Task requirements ->
Transcribe, with complete accuracy, all of the entries below except for the pictures.
START Information provided
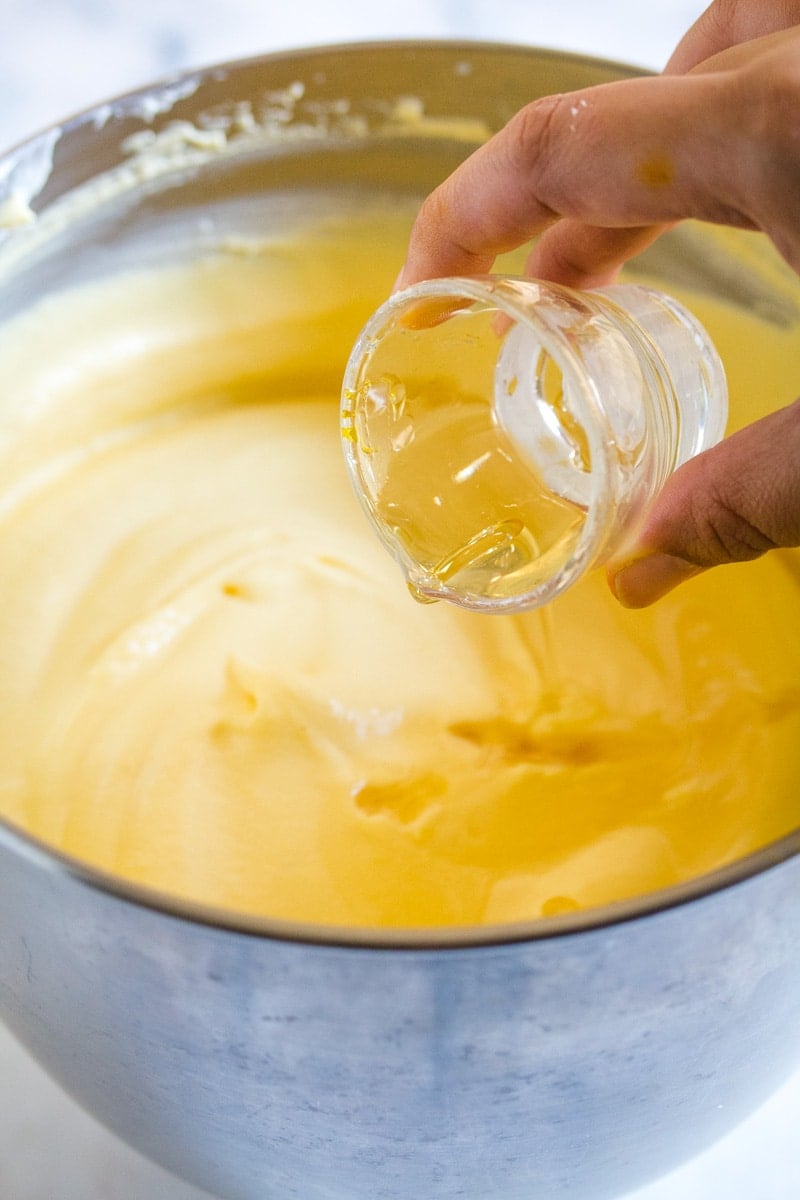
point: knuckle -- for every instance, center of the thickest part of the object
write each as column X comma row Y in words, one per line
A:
column 535, row 141
column 726, row 532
END Information provided
Solution to this task ->
point: knuckle -- for every instance, center of the thickest part of the object
write each as column X comma row Y in words, one per line
A:
column 535, row 141
column 726, row 532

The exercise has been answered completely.